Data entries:
-- START --
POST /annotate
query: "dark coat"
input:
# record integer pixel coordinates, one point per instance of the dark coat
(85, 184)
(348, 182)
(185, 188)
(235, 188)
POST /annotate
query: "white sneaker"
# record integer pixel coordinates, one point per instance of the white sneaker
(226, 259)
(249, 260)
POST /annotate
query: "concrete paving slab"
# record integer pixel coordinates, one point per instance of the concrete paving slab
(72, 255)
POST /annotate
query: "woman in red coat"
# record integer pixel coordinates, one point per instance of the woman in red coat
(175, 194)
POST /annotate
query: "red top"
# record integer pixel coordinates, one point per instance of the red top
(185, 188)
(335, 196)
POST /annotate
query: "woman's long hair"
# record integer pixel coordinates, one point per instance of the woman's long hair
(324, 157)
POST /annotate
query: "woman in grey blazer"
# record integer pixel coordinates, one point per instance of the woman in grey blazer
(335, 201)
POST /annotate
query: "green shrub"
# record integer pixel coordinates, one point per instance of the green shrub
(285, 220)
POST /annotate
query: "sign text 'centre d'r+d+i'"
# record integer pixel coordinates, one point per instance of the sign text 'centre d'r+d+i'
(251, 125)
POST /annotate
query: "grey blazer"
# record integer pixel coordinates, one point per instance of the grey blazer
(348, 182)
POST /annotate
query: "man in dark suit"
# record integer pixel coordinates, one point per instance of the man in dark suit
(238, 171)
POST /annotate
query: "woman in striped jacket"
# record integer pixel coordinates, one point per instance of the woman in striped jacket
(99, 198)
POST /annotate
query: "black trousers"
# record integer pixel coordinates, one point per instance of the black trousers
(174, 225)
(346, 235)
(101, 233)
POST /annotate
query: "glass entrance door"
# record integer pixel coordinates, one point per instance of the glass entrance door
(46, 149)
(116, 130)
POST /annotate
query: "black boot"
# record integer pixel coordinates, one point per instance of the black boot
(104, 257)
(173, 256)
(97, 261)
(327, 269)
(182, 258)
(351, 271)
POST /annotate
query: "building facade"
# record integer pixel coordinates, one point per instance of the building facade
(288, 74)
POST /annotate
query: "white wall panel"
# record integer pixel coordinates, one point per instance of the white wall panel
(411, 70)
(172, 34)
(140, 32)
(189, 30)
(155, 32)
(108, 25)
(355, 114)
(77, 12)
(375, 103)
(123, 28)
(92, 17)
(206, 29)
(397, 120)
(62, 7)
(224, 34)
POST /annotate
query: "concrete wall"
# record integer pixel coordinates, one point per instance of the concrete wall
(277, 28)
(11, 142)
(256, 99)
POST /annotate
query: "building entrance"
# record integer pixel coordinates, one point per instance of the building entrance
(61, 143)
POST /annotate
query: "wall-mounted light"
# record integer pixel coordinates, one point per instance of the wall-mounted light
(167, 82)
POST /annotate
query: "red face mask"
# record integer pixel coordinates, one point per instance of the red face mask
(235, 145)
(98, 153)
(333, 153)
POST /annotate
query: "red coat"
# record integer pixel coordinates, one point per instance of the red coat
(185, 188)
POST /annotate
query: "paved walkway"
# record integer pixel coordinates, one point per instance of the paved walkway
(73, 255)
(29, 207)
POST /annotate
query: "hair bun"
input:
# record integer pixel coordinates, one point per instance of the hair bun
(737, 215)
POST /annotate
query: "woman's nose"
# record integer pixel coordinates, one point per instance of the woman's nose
-- END --
Directive:
Repeat every record exactly as written, please.

Solution to the problem:
POST /annotate
query: "dark coat"
input:
# record integer pixel coordinates, one point per instance of the dark coat
(85, 184)
(348, 182)
(185, 188)
(235, 188)
POST /annotate
query: "white sneaker"
# record integer pixel coordinates, one point per instance of the white sneaker
(226, 259)
(249, 260)
POST /annotate
query: "concrete paving slab"
# record integer pixel coordinates, one point per instance of the concrete paving slab
(72, 255)
POST /annotate
query: "woman in red coat"
# record integer pixel coordinates, one point per instance of the woman in red coat
(175, 194)
POST /annotate
query: "red top"
# record integer pixel coordinates, one point per instance of the red top
(185, 188)
(335, 196)
POST /annotate
query: "woman's long hair"
# record integer pixel coordinates, one point per instance of the woman's long hair
(324, 157)
POST /annotate
query: "woman in grey blazer"
# record integer pixel coordinates, one point per instance of the woman in grey blazer
(335, 201)
POST /annotate
query: "green shrub"
# record integer pixel coordinates, one point per instance of the green shrub
(285, 220)
POST /annotate
query: "sign text 'centre d'r+d+i'"
# record integer pixel coordinates, one point per instance of the sign text 'centre d'r+d+i'
(251, 125)
POST /annotate
query: "grey blazer"
# record integer pixel coordinates, one point per instance of the grey blazer
(348, 182)
POST /annotate
query: "man in dark suit"
# record integer pixel coordinates, one point per instance of the man in dark suit
(238, 171)
POST /annotate
query: "woman in striped jacket"
# record integer pixel coordinates, one point per instance of the woman in striped jacket
(99, 198)
POST /annotate
query: "black trousers"
# record integer pixel coordinates, one point per instance of the black trousers
(174, 225)
(346, 235)
(101, 233)
POST /annotate
query: "glass entrance door"
# record integer pixel coordinates, one point per instance of the glass entrance door
(46, 149)
(116, 130)
POST /annotate
query: "black boot"
# record integer pixel coordinates, one point per instance of the black boot
(104, 257)
(173, 256)
(97, 261)
(327, 269)
(182, 258)
(351, 271)
POST /annotate
query: "building facade"
# record integer pixel coordinates, one point per instance of the building facade
(288, 74)
POST /annotate
query: "white wall panel"
# record integer pixel coordinates, one point per instance of the white wall panel
(411, 70)
(172, 34)
(140, 32)
(189, 30)
(155, 32)
(108, 25)
(355, 114)
(77, 12)
(375, 103)
(123, 28)
(92, 17)
(206, 29)
(397, 120)
(62, 7)
(224, 34)
POST /annotate
query: "concrete wall"
# record integer pixel coordinates, one point per instance of the concrete wall
(277, 28)
(11, 142)
(256, 99)
POST /annotate
query: "building entrance"
# record integer pixel coordinates, one point per instance of the building entrance
(61, 143)
POST /annotate
query: "wall-mounted light"
# record integer pixel coordinates, one point per instance of the wall-mounted light
(167, 82)
POST /annotate
query: "red face mask"
# record integer pixel coordinates, one point per instance of the red face mask
(235, 145)
(98, 153)
(333, 153)
POST /annotate
query: "red coat"
# record integer pixel coordinates, one point per instance of the red coat
(185, 188)
POST /annotate
query: "paved walkway"
# record integer pixel coordinates, one point per instance of the paved walkway
(73, 255)
(29, 207)
POST /annotate
query: "hair bun"
input:
# record integer pixel coordinates, one point per instance of the hair bun
(737, 215)
POST /annotate
query: "woman's nose"
# record integer pixel coordinates, one point per instance of the woman's nose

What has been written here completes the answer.